WHAT IS ASKED
Output every line of the listing below verbatim, from the first line to the last.

# # # # # # #

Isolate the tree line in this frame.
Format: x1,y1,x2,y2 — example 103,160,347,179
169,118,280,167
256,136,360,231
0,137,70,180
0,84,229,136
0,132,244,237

# # # # # # #

THE OUTPUT
Isolate the tree line in this frame.
Format: x1,y1,x2,y2 — example 103,160,347,179
169,118,280,167
256,136,360,231
0,137,70,180
0,84,229,136
0,132,244,237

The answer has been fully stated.